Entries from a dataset
━━━━━━━━
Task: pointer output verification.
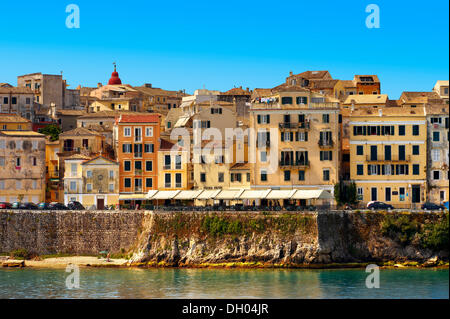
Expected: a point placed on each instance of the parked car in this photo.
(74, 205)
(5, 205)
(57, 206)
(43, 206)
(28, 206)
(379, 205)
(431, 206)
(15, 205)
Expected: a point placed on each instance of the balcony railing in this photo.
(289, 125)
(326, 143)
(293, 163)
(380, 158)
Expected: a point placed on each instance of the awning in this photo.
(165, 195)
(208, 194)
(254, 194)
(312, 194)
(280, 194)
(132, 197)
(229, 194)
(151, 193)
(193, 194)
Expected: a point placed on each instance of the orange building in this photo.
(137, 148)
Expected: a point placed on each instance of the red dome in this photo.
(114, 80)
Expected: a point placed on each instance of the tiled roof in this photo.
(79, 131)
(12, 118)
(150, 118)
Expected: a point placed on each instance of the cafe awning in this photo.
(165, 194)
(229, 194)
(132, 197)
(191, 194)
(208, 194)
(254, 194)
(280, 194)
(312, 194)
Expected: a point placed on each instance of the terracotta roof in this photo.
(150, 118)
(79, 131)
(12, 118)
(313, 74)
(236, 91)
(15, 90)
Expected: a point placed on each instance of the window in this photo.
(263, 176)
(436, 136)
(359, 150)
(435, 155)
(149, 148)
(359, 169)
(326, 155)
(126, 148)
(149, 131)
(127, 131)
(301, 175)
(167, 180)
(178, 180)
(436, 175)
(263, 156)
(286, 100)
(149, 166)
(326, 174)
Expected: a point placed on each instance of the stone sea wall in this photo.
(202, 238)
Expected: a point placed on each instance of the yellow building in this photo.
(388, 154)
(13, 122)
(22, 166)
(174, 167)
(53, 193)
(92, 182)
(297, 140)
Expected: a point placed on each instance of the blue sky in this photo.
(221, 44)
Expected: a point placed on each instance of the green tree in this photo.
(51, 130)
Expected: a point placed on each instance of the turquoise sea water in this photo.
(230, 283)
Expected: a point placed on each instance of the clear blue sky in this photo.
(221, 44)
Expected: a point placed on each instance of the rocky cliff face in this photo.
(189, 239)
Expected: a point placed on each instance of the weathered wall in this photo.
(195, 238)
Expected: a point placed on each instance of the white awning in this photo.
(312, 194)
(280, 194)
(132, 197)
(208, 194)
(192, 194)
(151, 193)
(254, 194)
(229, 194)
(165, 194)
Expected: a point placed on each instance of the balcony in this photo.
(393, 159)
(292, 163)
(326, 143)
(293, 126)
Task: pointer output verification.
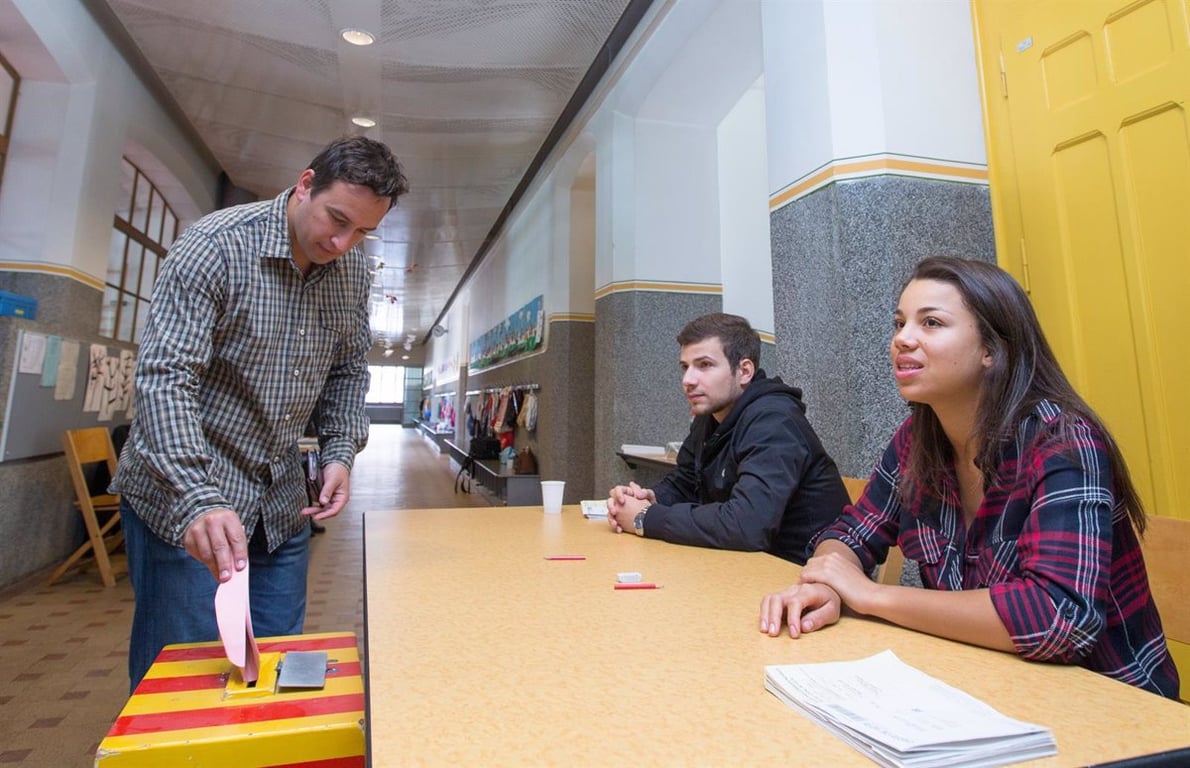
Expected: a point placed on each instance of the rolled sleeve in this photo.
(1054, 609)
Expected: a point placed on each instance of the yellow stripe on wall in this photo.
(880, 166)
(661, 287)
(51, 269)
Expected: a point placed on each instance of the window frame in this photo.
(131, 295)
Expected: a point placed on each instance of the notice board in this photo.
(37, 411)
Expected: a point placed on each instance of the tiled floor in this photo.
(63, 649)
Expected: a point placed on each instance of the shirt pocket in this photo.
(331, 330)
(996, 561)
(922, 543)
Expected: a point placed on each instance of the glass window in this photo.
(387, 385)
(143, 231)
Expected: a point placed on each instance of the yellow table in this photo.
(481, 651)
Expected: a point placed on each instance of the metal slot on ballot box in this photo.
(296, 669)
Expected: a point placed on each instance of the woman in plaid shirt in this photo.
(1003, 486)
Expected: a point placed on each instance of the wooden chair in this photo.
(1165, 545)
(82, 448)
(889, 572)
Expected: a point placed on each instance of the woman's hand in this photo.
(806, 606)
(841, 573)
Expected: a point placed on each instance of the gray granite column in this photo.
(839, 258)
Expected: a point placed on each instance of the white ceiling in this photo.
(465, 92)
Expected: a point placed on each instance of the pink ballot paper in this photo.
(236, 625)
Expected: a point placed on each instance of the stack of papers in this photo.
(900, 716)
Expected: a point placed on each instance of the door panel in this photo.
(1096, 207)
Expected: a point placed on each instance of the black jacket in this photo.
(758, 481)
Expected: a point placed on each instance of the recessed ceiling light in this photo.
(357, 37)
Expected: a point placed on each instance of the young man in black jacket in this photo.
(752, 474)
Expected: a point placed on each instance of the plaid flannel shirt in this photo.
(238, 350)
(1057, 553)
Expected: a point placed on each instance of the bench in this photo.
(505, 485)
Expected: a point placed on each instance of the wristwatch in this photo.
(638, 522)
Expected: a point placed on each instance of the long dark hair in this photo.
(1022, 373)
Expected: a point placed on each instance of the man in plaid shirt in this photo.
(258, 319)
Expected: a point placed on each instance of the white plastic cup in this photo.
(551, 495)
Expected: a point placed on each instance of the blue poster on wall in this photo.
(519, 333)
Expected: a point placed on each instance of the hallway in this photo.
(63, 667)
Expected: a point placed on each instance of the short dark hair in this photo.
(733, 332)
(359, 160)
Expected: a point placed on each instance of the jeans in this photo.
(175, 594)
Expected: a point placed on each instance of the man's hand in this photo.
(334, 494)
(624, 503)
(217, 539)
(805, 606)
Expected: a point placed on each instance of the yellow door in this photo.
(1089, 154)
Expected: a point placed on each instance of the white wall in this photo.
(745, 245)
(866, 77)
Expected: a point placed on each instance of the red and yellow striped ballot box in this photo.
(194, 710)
━━━━━━━━
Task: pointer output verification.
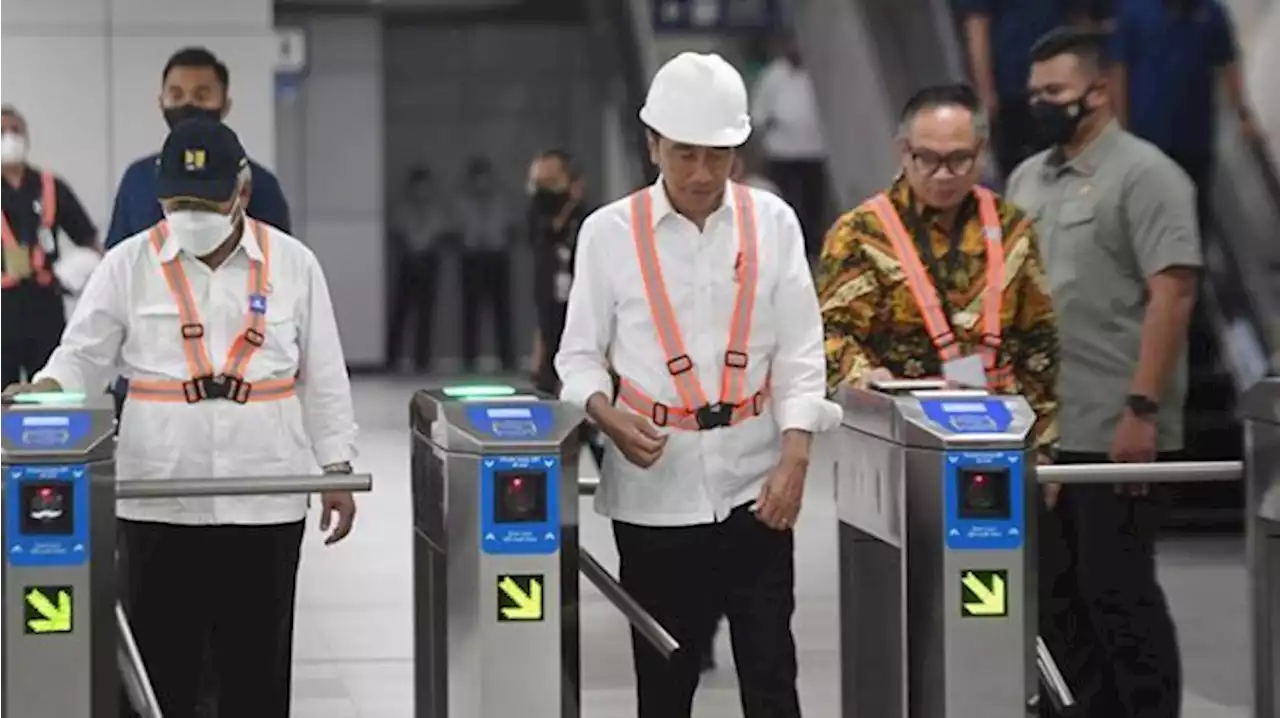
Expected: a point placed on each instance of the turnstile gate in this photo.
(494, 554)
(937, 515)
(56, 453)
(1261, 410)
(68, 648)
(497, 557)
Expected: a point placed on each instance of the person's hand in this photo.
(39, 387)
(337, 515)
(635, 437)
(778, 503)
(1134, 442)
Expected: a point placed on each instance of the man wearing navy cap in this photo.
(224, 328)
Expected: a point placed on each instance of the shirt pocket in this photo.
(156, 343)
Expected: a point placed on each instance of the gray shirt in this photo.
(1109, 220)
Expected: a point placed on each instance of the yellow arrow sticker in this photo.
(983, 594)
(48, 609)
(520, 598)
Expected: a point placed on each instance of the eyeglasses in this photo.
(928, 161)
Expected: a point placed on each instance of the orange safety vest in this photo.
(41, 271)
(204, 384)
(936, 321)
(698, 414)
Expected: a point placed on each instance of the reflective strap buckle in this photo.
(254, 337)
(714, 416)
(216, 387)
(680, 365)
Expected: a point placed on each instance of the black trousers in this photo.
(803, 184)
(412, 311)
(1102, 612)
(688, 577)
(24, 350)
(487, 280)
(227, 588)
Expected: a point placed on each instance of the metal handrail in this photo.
━━━━━━━━
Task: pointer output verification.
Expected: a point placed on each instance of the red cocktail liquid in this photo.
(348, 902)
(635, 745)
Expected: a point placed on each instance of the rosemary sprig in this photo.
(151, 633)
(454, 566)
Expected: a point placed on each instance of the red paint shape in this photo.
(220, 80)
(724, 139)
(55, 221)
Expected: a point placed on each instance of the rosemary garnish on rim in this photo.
━━━━━━━━
* What the exercise asks *
Extract every line of the data above that contains the string "gray", and copy each one in full.

* Answer to the task *
Expected: a point placed on each instance of the gray granite column in this photo.
Expected: a point placed on each instance of the gray shirt in this photo.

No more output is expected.